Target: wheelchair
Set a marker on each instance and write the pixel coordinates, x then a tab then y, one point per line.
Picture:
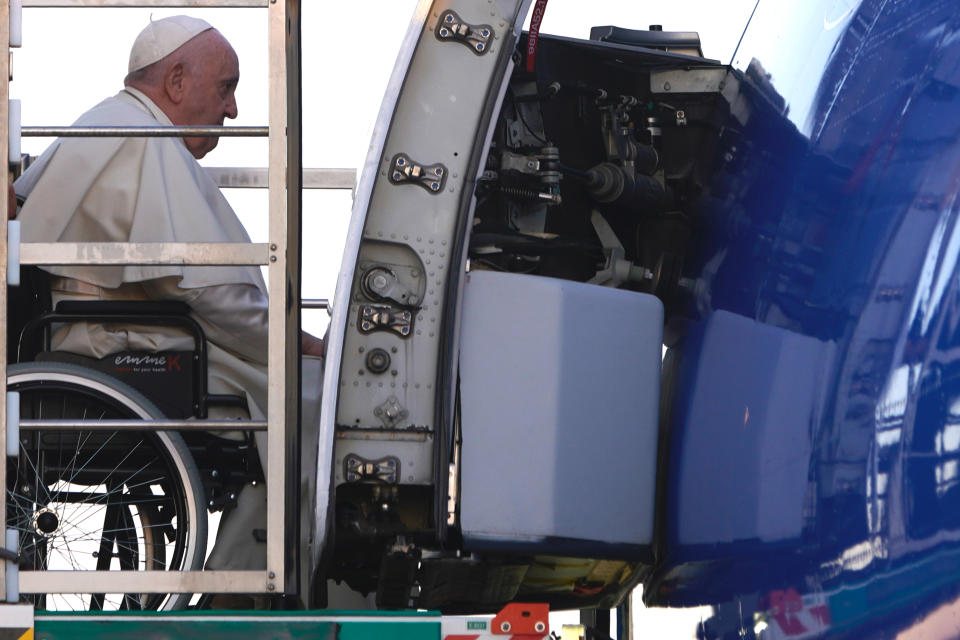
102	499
• • • •
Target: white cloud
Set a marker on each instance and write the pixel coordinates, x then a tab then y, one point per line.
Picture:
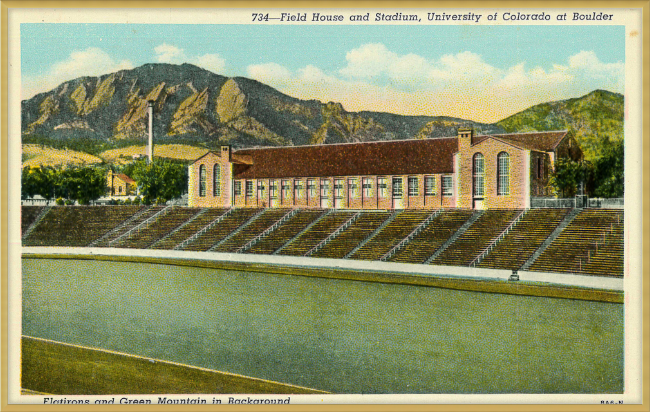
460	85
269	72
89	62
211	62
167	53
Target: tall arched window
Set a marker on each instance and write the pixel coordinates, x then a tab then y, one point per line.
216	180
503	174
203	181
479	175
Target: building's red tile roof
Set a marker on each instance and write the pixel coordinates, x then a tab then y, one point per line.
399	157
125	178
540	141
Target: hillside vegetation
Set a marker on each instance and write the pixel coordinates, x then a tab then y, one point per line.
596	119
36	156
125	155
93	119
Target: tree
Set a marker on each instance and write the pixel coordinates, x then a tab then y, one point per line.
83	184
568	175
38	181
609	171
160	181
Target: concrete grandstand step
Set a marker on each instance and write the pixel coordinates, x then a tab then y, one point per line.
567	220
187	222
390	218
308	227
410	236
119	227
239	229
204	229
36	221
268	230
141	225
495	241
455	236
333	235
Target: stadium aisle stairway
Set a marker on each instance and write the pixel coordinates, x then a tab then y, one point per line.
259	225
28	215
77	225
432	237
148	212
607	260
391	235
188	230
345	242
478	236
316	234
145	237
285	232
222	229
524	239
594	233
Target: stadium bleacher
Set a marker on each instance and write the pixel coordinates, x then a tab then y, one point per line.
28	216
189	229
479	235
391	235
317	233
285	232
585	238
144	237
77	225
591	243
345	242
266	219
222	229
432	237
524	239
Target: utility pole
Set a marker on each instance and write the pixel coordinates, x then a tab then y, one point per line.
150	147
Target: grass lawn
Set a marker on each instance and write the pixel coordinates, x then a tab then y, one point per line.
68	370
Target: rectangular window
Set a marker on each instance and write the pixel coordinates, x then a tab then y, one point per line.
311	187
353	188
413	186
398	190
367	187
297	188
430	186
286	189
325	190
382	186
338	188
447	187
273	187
• • • •
- [Directions]
Return every line in the records above that contains the word "Target".

- [Written reply]
Target: wheelchair
Target: white cloud
Target: tall arched window
Target: building's red tile roof
Target: hillside vegetation
Target: tree
Target: concrete grandstand step
Target: stadium aisle stairway
Target: stadium bleacher
Target: utility pole
Target: grass lawn
Target: rectangular window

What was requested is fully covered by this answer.